* start GIVEN RECORDS *
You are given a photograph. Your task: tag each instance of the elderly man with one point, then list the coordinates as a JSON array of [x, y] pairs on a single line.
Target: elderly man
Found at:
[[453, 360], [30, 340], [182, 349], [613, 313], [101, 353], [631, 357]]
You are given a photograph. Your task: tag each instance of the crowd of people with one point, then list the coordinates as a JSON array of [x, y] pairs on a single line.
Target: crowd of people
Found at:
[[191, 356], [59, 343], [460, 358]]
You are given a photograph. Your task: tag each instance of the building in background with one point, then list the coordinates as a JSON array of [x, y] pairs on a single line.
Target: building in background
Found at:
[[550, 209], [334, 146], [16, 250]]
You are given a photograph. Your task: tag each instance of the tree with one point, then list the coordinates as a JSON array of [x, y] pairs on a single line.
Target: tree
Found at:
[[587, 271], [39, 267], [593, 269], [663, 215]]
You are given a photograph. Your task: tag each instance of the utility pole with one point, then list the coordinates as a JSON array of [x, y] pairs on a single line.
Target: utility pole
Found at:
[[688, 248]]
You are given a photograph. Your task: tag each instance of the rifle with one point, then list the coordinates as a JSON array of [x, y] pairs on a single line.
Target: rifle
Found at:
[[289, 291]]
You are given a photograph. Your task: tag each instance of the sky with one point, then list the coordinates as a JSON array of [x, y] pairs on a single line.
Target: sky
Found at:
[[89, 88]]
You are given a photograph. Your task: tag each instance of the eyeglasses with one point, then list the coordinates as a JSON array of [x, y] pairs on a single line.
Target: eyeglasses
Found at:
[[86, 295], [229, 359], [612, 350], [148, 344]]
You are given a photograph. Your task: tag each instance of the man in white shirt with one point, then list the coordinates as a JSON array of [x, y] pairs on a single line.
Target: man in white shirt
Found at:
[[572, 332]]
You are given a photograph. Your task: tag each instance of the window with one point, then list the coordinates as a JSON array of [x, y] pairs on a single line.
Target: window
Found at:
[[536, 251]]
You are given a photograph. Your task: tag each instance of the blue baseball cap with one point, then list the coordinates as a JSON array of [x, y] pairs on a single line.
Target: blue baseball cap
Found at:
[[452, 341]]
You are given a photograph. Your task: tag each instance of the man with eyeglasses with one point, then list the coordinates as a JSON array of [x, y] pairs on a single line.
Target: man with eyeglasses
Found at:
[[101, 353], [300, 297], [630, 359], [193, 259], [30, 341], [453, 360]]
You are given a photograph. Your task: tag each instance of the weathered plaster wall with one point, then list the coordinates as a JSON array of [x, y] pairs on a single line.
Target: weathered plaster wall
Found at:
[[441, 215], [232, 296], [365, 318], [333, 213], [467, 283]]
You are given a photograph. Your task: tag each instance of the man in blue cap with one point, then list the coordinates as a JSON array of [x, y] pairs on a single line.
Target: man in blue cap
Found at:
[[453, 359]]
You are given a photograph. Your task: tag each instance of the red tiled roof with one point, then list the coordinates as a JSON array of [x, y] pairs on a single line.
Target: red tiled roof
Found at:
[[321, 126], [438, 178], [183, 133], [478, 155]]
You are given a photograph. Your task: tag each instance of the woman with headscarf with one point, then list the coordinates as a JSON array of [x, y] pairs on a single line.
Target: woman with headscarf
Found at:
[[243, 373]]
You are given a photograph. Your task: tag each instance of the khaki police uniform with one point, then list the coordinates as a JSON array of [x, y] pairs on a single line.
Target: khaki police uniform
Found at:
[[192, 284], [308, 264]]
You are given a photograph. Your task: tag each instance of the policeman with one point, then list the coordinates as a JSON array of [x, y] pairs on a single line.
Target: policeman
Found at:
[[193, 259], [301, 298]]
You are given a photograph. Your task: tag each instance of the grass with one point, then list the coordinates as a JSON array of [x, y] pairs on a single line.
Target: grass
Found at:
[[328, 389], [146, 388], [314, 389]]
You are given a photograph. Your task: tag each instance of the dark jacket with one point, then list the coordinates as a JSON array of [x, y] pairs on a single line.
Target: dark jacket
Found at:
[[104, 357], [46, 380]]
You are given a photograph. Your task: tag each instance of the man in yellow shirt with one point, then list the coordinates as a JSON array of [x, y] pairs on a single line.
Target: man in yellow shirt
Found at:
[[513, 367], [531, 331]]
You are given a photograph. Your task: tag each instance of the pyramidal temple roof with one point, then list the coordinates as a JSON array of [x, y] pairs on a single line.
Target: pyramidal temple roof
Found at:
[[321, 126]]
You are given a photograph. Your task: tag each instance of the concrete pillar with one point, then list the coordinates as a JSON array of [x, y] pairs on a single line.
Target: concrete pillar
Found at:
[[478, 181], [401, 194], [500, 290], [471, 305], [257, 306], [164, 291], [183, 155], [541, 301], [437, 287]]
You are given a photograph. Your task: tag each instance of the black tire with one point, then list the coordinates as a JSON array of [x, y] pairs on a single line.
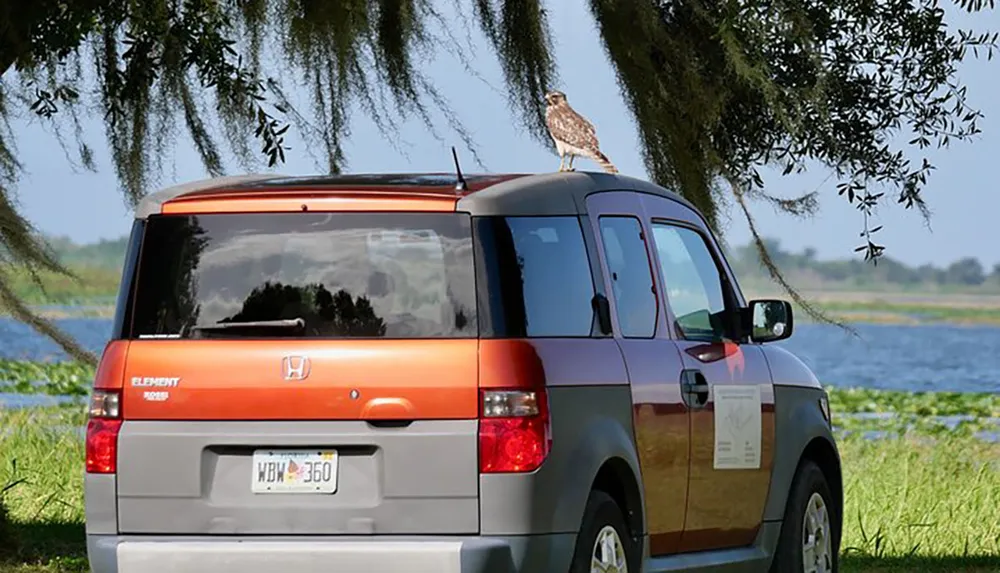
* end GIVEN RECORDS *
BRIEF :: Copy out verbatim the lines of the items from the line containing "of the pyramidal" through the line containing "[[321, 126]]", including both of those lines.

SOLUTION FOR THIS PROBLEM ::
You are given a photograph. Your task: tag each instance of the pyramidal temple roof with one point, then list the coordinates as a JSON array of [x, y] pairs on a single line.
Target: pyramidal temple roof
Found at:
[[321, 126]]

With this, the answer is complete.